Your task is to give the records again exactly. Leave each picture out.

━━━ DATASET CONTENT ━━━

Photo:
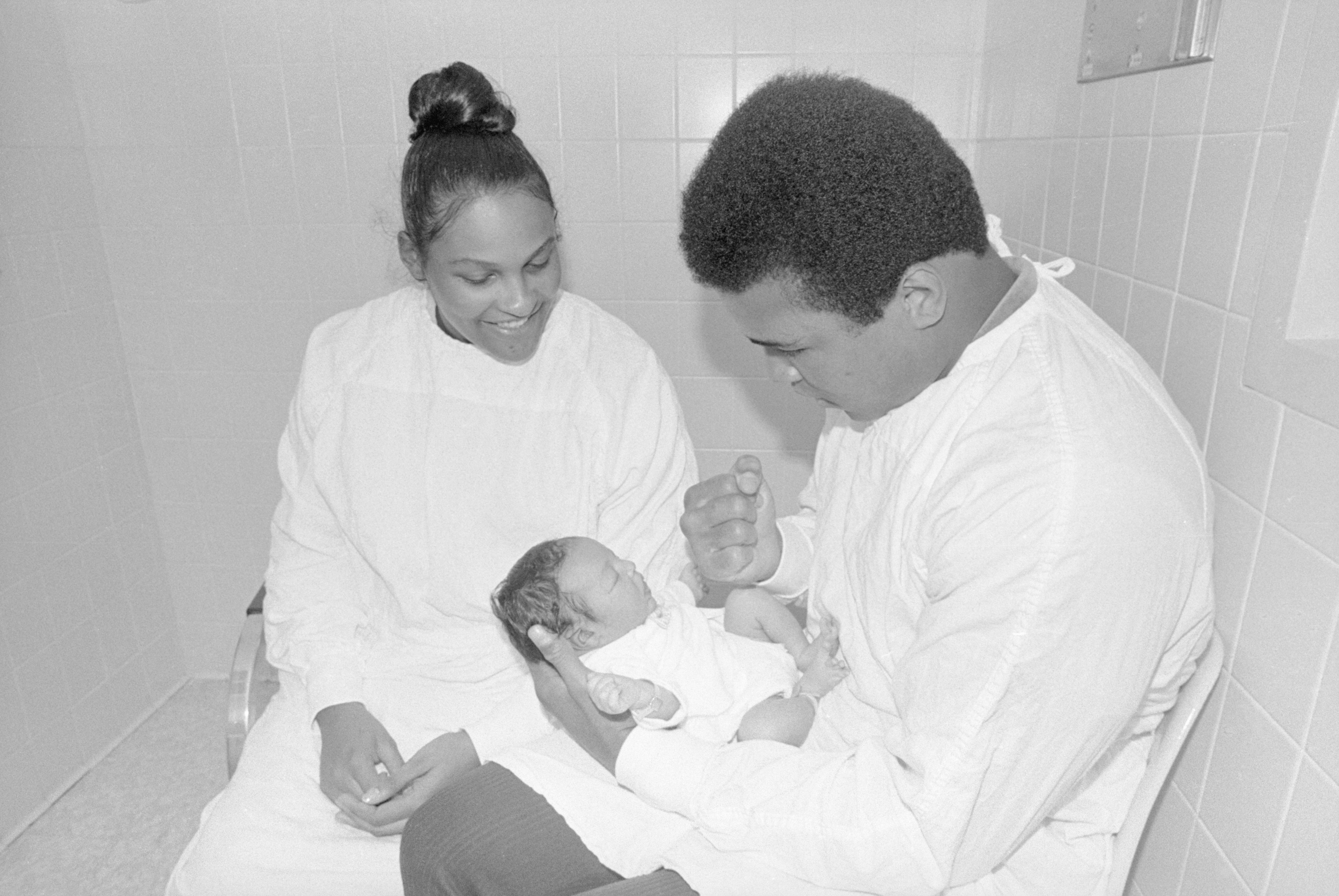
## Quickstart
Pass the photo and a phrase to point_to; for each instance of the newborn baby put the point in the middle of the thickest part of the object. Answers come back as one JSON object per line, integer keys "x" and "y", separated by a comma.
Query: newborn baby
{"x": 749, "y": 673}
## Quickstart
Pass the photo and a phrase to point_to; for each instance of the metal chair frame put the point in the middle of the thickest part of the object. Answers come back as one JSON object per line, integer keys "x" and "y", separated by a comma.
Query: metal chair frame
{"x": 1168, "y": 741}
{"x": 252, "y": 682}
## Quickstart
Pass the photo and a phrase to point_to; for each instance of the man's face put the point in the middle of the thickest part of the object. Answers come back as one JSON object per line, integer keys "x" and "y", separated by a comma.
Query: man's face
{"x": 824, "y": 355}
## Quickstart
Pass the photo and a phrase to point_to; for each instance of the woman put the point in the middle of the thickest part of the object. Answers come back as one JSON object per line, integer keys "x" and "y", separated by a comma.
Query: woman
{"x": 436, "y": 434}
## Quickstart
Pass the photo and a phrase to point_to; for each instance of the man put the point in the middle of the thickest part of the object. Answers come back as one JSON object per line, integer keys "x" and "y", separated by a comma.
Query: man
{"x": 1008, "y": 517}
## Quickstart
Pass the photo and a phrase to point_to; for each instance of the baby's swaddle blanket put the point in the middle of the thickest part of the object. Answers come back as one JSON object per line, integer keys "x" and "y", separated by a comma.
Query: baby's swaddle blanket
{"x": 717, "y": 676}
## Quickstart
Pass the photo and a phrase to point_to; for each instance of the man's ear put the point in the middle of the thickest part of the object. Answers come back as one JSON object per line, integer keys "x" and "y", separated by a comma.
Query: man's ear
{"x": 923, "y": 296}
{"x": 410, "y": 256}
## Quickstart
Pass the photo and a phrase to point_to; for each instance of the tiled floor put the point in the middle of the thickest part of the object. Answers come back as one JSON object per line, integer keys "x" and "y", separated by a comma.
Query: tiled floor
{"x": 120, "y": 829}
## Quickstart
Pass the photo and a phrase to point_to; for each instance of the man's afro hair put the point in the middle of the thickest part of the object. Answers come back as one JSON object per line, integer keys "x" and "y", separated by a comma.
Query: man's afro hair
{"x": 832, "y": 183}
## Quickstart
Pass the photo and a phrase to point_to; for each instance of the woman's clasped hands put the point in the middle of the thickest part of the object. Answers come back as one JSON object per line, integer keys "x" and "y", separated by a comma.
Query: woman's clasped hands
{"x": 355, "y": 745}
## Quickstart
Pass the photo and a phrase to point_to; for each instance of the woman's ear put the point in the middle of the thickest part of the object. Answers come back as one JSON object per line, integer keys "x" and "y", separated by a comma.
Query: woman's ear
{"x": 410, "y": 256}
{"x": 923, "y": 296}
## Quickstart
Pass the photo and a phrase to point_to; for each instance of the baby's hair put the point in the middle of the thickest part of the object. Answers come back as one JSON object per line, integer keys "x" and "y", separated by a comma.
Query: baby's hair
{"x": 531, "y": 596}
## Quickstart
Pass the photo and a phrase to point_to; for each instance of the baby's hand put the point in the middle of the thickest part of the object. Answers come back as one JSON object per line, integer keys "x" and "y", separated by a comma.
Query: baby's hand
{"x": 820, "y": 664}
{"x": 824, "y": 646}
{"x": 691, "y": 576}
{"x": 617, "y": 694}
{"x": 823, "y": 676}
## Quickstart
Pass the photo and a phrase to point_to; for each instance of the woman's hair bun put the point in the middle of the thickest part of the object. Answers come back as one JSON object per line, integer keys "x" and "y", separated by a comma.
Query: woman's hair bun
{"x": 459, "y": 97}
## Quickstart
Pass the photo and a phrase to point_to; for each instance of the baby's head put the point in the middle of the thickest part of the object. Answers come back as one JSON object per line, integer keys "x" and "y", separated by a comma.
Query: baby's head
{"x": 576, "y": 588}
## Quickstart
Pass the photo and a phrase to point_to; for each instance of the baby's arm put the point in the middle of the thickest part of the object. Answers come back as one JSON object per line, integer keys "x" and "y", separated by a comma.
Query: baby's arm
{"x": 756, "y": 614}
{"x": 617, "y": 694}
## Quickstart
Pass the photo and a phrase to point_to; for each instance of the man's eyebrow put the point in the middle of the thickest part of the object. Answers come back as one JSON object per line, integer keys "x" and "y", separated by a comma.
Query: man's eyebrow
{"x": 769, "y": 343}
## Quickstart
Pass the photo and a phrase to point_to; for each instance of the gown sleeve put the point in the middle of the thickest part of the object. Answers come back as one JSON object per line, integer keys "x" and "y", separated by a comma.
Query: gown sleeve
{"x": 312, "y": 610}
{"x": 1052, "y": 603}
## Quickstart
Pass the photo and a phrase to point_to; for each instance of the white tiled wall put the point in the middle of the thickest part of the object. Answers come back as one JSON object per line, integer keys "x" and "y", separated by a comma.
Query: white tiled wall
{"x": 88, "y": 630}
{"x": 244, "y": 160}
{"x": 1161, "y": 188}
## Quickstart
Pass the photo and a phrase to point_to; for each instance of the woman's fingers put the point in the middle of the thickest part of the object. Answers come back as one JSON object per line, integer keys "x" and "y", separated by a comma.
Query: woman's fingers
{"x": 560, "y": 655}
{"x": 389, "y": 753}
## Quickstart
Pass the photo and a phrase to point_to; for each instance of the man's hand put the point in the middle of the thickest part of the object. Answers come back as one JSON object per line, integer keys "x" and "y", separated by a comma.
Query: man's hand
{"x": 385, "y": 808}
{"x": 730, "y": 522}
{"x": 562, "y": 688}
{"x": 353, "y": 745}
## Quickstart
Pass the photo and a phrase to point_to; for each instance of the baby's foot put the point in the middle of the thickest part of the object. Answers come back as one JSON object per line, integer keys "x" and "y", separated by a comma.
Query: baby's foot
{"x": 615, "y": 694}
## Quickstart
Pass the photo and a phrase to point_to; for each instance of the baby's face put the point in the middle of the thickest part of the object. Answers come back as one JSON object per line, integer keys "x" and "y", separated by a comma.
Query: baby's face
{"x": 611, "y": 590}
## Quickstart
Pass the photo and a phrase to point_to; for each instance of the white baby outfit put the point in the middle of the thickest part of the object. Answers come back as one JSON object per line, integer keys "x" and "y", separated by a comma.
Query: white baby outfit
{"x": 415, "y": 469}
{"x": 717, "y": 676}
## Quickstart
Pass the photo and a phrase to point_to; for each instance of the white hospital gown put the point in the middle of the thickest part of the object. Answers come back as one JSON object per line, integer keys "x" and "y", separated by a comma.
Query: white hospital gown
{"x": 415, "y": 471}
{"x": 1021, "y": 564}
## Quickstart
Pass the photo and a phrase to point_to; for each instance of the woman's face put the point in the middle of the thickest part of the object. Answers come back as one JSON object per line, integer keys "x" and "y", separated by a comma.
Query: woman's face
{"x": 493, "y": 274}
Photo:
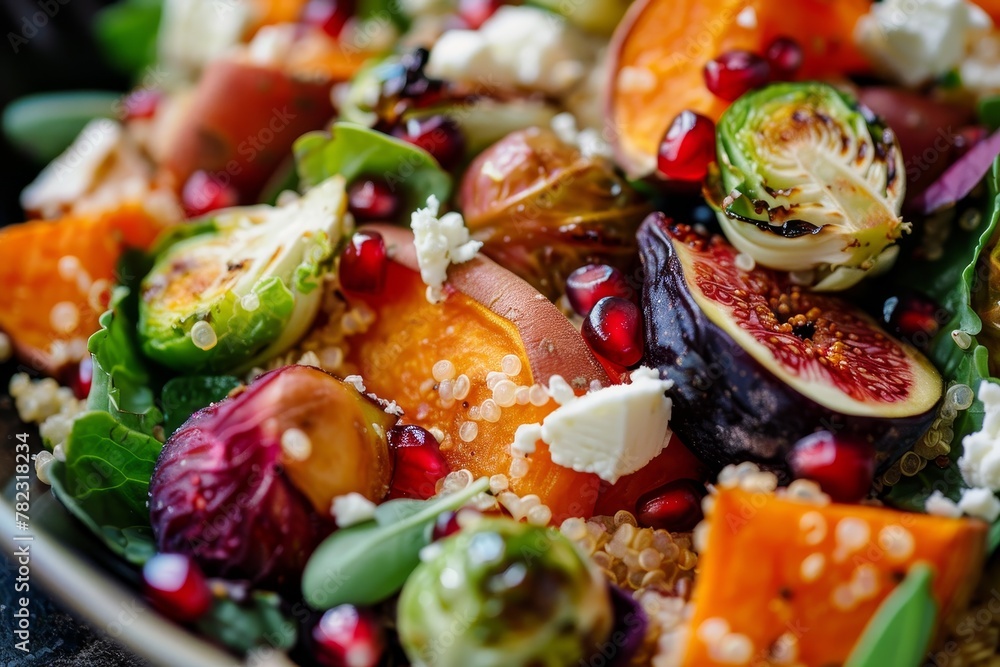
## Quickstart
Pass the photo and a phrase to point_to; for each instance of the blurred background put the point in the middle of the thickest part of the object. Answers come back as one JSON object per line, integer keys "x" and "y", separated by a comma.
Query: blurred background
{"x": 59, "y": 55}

━━━

WRITTEN SOLUTION:
Photo:
## Quickstart
Pass the photo and a phrase to point_to; for each instance of the newborn baby put the point in the middle of the thickest part of the object. Answers come back as one JSON object per line, integer keys "x" and "y", separated by a comma.
Query: newborn baby
{"x": 749, "y": 673}
## Quickstart
Pass the photo and a phrase to point_to; for each instance of the metal chair frame put the point in the middle of the thickest part of the object. Answers come back as one JSON object per line, integer keys "x" and "y", separated by a comma.
Query: metal chair frame
{"x": 1168, "y": 741}
{"x": 252, "y": 682}
## Quickstart
Pass the photo and a phrase to point_to; for each instance of the man's face put the point in the middle of the thickest part of the object. Answers come back as one JSON object per line, integer keys "x" and "y", separated by a comma.
Query: man's face
{"x": 824, "y": 355}
## Quickstart
Pass the photo and a phrase to point_to; for each instance of the woman put the point in the middle of the thickest part of the object. Answers come back as one JSON object per line, integer keys "x" and "y", separated by a comma.
Query: woman
{"x": 436, "y": 434}
## Quickstart
Pass the photo and a phrase to point_to; for each instance of the man put the point in the middle of the thickest part of the object. Answers come back as one JSON object per line, integer keys "x" and "y", separated by a comma.
Query: man
{"x": 1008, "y": 517}
## Quickstart
Pass the photo and a phrase to point_to; for each instance of the baby's swaddle blanket put the point in the middle of the thickest part of the object. Answers come back as one JSON object per line, integer keys "x" and "y", separated by a comma.
Query: baby's swaddle blanket
{"x": 717, "y": 676}
## Quickstart
Pass the photo and a phrase to point_to; for each instance of the man's ear put the point in the middle of the thickest part of the object. Answers come back as one JSON object per line, integer keys "x" and "y", separated by a comma.
Query: man's ear
{"x": 923, "y": 296}
{"x": 410, "y": 256}
## Quickstart
Pass the photo and a phrase to point_to; for each instance of the tiled floor put the point in the middle of the thickest part of the object. Answers come back as one JSON object per line, integer keys "x" and "y", separated by a comma.
Query: tiled floor
{"x": 120, "y": 829}
## Quickstart
Pass the photo and a phrase to point_to; for each instance of the man's afro hair put the point in the middle of the thickest part of the object. Answers come back as one JSON object per line, integer keys "x" and "y", separated by a comma.
Query: man's afro hair
{"x": 832, "y": 183}
## Quickstart
Pass the photo and a phrase to point_to; for each instance of the woman's clasped hands put the point in the middle of the thickest part of the object. Answers come back as one JSON object per line, integer keys "x" and "y", separated by a comma.
Query: woman's clasped hands
{"x": 355, "y": 745}
## Quickstart
Pass the photo and a phrase to point_to; for each instance of the woman's ear put the point in the middle of the thickest part of the object. Answers come back as one JSON object per line, integer keys "x" and "y", separated by a comma.
Query: woman's ear
{"x": 410, "y": 256}
{"x": 923, "y": 296}
## Quickstart
Pass the photo and a phrase to point_to; for each instance of the baby's hair put the point in the middle of the thickest part of the object. Answers come back as one JSON object per line, integer keys "x" and "y", separated by a comma.
Query: baby's hair
{"x": 531, "y": 596}
## Quickstart
Pass the photo and a phrase to point_to; for each instance of the baby's hand put the point in the middle of the thickest part of the object. Answers come back as one JSON object per line, integer keys "x" and "y", separated by a comma.
Query: baby's hand
{"x": 820, "y": 664}
{"x": 824, "y": 646}
{"x": 691, "y": 576}
{"x": 617, "y": 694}
{"x": 823, "y": 676}
## Quickstart
Pass the photo and a phrase to point_to; for each instance of the woman's hair bun put the point in the middle of the thickest part of the object. Answers come back as one JSON object per line, integer keys "x" and "y", separated by a comma.
Query: woman's hair bun
{"x": 459, "y": 97}
## Quickstart
Pass the photo and a phrase to point_to; for each instance of the baby's head put the point in the middle of the thickest part of the object. Answers come back as one JSON object per line, integer keys "x" and "y", separated by a comma.
Query: baby's head
{"x": 576, "y": 588}
## Quickstart
Pass the photo and a phrase to point_to; for each instance of the baby's arm put the point in the middle of the thickest part of the object. Answers come back as one JSON object per line, integer keys "x" and "y", separated by a comma.
Query: baby's arm
{"x": 756, "y": 614}
{"x": 617, "y": 694}
## Quickstart
Pass the photo and a phrase to point_to; for each instance of the man's eyebrow put the point in the middle of the thickest part of the object. Answers come back as one JSON object per line, integer keys "x" and "y", separated by a comma.
Query: man's eyebrow
{"x": 769, "y": 343}
## Quickstart
Pass the photo and a phrase to point_to; for each instance of the gown sleeve put the point in the middle of the thickest part of the object. Answers come back as one JSON object per line, integer keys "x" and "y", separated by a comma.
Query: gown sleeve
{"x": 312, "y": 610}
{"x": 1052, "y": 603}
## Quickstart
Pass the photo and a phrase to point_to; for each instance of the white tiled wall put the point in the middle of the thickest part of the object. Answers come back as one JSON object per line, integer keys "x" and "y", separated by a comma.
Query: white tiled wall
{"x": 88, "y": 630}
{"x": 244, "y": 160}
{"x": 1161, "y": 188}
## Quickstart
Pass the photo and a phrase to point_to; for each instance of the woman's fingers put the point in the middle of the thickest part of the object. Answers come back as one JSON object per line, integer keys "x" and "y", separated by a comma.
Query: woman's fingers
{"x": 560, "y": 655}
{"x": 389, "y": 753}
## Quickstart
Pass the photo and a phrase to point_to; for each instance of the man's hand put the point in the middle of the thickest part of the object. Answers come back as one JSON object per line, integer keys "x" and "y", separated by a comma.
Query: man's hand
{"x": 385, "y": 808}
{"x": 730, "y": 522}
{"x": 562, "y": 688}
{"x": 353, "y": 745}
## Quickstart
Pass the photo and a phrase to point_to; for each instance of the baby's foot put the point in the middle of the thickest part of the object. Answers come back as one JSON object per line, integer keys "x" and "y", separated by a comma.
Query: baby's foot
{"x": 615, "y": 694}
## Quickstart
Pass the photo and a phrase to point_to; for each instance of the baby's face put the point in the middle of the thickest part of the object. Answers come back as one JSON object per line, integer keys "x" and "y", separated by a comma.
Query: baby's face
{"x": 611, "y": 590}
## Quickstart
Pass the photo and a phrase to point_to; for each instance of the white baby outfit put the point in the middle of the thickest part of the object. Answers come back as one JSON object per line, integer keys "x" and "y", separated by a comma.
Query: white baby outfit
{"x": 415, "y": 469}
{"x": 717, "y": 676}
## Quickstart
Pass the photo and a phrase to point_to; for each instance of the white hospital gown put the point in the middle of the thickest part of the object. Answers come back as one JSON object per line, integer keys "x" and "y", separated by a comma.
Query: white hospital gown
{"x": 415, "y": 471}
{"x": 1021, "y": 564}
## Quickstart
Pass the photo and a phrase to point_to; for each instance of the woman's face put the point in the middle of the thickest part of the object. Answers come back as one JSON object per line, integer keys "x" and "y", separated by a comma.
Query: woman's face
{"x": 493, "y": 274}
Photo:
## Quickstart
Pass the photo and a phrase to point_to; for each instance of the blurred background put the point in the middle of the thickest part of the object. Answers come back as one JSON object per line, integer keys "x" and "y", separated by a comma.
Query: blurred background
{"x": 59, "y": 55}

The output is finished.